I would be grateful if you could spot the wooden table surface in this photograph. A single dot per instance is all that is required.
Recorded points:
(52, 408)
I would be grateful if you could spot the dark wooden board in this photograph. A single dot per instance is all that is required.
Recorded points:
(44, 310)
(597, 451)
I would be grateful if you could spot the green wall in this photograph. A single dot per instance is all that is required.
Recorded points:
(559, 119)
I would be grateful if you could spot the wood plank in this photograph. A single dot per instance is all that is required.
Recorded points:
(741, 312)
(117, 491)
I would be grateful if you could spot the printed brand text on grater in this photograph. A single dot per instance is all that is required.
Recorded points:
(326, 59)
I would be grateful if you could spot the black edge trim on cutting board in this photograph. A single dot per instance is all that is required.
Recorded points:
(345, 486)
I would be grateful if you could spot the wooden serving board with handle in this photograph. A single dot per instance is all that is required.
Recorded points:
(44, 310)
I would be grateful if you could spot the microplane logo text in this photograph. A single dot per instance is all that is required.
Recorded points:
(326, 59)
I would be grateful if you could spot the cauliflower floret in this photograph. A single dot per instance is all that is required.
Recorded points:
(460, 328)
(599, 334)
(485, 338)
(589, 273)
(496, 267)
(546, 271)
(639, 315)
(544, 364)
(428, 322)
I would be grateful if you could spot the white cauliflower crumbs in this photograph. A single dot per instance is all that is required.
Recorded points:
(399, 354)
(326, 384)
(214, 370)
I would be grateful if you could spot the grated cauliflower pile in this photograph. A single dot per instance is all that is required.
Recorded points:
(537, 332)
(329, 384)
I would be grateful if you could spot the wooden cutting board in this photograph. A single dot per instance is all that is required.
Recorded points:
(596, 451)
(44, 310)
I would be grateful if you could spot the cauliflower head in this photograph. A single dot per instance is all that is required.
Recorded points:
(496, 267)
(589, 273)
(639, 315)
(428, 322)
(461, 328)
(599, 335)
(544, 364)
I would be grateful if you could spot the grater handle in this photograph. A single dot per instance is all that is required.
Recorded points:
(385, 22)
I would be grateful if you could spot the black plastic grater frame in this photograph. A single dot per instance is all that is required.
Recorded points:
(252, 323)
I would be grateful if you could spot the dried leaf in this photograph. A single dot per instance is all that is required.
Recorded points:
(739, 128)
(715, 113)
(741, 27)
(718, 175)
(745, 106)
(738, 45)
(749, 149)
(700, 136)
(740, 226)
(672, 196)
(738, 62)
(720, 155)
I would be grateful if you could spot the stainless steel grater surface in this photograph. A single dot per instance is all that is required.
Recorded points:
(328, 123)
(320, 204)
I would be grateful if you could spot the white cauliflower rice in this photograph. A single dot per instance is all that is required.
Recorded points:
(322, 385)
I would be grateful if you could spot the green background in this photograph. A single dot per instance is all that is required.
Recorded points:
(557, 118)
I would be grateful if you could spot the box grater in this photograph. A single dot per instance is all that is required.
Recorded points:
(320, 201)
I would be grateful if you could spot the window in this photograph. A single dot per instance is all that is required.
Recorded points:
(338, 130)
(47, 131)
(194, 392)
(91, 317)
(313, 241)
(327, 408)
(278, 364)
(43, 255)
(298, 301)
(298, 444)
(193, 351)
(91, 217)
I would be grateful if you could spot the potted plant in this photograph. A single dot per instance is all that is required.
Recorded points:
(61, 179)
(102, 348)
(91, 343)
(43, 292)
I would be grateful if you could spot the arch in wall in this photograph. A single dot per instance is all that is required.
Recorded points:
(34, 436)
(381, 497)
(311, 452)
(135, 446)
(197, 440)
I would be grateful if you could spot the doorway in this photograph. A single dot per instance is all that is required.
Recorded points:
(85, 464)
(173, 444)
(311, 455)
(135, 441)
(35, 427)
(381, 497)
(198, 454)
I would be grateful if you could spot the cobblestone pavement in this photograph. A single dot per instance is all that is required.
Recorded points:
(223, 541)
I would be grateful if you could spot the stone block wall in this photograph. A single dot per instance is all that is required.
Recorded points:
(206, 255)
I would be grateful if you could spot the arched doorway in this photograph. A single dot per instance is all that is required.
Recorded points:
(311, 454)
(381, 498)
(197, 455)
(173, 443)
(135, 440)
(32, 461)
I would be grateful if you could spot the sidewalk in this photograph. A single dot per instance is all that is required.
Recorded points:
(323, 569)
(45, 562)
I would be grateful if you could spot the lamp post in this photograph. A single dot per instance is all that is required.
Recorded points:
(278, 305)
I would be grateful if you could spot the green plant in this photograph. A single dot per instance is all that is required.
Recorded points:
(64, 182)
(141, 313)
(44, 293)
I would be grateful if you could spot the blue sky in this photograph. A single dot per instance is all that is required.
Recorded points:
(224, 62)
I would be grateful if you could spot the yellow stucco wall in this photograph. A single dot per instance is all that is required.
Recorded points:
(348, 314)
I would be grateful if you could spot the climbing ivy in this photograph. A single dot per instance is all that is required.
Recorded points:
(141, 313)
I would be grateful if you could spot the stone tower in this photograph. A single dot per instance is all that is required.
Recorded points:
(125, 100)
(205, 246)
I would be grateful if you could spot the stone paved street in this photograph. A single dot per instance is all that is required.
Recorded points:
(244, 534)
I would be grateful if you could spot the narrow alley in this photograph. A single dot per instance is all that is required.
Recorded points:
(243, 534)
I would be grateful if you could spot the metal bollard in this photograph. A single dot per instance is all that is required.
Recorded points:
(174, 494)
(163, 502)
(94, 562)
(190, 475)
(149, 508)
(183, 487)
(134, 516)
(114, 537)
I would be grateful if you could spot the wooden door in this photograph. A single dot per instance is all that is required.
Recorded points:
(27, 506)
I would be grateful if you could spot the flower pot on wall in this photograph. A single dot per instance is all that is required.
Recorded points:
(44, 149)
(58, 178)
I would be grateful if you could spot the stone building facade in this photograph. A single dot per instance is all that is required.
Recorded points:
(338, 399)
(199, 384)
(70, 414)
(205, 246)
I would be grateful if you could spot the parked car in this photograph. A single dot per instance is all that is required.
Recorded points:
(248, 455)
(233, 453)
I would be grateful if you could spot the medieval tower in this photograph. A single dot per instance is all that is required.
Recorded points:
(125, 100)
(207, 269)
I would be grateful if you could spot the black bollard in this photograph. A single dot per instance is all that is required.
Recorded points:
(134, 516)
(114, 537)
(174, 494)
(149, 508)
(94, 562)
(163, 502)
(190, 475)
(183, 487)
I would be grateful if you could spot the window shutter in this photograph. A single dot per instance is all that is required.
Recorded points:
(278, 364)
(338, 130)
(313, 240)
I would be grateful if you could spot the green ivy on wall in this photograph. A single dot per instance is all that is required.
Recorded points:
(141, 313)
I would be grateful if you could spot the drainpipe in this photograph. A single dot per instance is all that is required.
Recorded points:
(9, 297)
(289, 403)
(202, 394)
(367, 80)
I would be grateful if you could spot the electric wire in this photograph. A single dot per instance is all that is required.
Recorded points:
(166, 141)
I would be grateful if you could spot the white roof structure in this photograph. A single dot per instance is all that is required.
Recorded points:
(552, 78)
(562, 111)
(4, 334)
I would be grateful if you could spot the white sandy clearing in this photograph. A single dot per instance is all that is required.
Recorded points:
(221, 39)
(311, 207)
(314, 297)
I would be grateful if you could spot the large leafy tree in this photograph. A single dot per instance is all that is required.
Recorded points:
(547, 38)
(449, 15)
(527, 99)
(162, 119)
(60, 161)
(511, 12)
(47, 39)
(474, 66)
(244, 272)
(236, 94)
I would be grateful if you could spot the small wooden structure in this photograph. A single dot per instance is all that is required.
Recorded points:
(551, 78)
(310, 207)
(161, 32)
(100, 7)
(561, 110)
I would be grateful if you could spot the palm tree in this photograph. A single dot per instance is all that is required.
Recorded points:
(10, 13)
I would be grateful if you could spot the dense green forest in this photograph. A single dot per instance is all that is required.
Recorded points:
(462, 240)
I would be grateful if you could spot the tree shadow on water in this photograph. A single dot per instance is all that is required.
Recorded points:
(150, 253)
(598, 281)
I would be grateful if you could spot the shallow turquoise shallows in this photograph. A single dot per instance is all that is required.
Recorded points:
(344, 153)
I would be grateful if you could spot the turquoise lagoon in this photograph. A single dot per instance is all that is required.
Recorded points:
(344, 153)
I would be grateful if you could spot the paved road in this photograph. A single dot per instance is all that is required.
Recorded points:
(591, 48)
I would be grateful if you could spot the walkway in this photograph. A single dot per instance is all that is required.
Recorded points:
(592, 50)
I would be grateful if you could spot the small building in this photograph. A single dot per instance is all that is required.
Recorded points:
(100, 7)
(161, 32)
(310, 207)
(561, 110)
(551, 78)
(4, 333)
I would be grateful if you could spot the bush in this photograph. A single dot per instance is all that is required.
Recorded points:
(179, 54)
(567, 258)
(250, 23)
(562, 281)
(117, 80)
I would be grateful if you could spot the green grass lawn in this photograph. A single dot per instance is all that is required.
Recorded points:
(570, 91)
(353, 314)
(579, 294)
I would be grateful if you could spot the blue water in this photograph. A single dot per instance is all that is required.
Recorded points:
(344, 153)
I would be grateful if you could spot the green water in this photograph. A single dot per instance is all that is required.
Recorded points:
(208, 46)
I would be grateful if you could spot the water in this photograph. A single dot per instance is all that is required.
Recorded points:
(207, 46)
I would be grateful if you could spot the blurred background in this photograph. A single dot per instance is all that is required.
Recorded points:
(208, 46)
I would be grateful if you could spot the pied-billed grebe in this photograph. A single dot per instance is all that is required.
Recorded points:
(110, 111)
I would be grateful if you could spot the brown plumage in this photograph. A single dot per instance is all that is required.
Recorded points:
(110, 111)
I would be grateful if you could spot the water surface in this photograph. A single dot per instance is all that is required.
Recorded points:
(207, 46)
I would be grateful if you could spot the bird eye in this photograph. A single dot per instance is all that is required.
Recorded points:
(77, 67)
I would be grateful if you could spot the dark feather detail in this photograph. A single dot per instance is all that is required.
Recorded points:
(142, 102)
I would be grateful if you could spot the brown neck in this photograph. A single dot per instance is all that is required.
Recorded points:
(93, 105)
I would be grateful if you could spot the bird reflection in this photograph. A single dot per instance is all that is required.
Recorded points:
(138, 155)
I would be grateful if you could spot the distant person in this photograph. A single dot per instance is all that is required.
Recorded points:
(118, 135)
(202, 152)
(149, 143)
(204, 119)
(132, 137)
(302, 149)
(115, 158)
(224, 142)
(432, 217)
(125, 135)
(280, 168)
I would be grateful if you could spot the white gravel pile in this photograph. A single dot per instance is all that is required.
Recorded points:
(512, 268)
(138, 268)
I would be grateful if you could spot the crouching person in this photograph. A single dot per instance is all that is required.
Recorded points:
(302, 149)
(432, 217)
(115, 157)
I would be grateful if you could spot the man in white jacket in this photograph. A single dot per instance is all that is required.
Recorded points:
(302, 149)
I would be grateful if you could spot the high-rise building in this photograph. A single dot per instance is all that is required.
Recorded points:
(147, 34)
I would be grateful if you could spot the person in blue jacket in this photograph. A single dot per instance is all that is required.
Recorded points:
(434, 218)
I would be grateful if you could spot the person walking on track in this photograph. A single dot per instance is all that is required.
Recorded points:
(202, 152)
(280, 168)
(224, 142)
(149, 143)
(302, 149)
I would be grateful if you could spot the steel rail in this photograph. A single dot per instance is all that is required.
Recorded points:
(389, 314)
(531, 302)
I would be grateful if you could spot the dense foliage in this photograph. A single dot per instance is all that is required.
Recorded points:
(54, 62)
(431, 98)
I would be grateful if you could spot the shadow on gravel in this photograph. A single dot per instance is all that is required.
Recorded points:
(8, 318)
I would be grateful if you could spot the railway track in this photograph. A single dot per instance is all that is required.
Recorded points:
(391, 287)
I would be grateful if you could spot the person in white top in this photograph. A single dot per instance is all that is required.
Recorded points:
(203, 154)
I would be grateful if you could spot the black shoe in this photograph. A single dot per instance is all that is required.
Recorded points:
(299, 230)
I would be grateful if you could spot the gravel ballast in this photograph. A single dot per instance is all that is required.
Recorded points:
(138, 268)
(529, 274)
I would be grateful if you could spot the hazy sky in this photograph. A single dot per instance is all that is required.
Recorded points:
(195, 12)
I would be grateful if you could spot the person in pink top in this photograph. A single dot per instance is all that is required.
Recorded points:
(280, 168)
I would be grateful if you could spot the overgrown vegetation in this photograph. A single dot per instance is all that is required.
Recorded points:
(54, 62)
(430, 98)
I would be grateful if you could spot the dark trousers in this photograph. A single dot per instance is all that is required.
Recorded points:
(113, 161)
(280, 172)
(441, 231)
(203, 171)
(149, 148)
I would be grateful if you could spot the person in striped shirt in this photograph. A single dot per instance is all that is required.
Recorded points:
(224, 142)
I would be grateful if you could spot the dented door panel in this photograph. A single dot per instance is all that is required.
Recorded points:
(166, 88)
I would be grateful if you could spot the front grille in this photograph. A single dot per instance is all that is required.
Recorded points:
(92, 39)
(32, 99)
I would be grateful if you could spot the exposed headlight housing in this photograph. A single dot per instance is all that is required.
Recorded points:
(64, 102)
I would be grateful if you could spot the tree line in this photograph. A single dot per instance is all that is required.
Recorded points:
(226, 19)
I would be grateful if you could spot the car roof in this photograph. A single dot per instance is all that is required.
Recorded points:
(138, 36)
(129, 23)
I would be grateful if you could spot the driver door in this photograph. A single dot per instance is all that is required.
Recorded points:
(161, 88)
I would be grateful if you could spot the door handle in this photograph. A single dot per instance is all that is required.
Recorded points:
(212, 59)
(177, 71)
• • • • • • •
§ What the exercise asks
Each line of the material that has "black" in it should be counted; reply with that number alone.

§ Your response
4